Extract provided:
---
My Secret Identity is a television series starring Jerry O'Connell and Derek McGrath. Originally broadcast from October 9, 1988 to May 25, 1991 on CTV in Canada, the series also aired in syndication in the United States. It was later shown in reruns on the Sci-Fi Channel. The series won the 1989 International Emmy Award for Outstanding Achievement in Programming for Children and Young People.

Synopsis
O'Connell stars as 14-year-old Andrew Clements, who while looking one day for his friend, Dr. Benjamin Jeffcoate (McGrath), trips and is hit by a photon beam, causing him to develop superpowers. He uses these abilities to fight crime, to solve personal problems, and to help others. He hides his powers from his mother, sister, and friends with the exception of Jeffcoate. Andrew initially called himself Ultraman, but this was later dropped.

Powers
In the first season, Andrew must carry around aerosol spray containers and use them to move through the air, as his flying ability is limited; he can make himself nearly weightless, and move up without any problems, but he cannot propel himself through the air or move down without some external force. He can jump quite high and do amazing flips. In the second season, unexplained, Andrew gains the ability to move through the air without the use of aerosol cans. Later in that season, after being struck by the photon beam a second time, Andrew develops superhuman strength but loses his invulnerability.
---
What you should do:
Using the text on My Secret Identity, answer:
(a) On which Canadian network did the series first air?
(b) Who plays Dr. Benjamin Jeffcoate?
(c) In the first season, what does Andrew carry to move through the air?
The lines here come from a different source than the text.

Information provided:
---
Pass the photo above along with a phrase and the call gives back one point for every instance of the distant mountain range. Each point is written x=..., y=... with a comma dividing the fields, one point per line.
---
The reply:
(a) CTV
(b) Derek McGrath
(c) Aerosol spray containers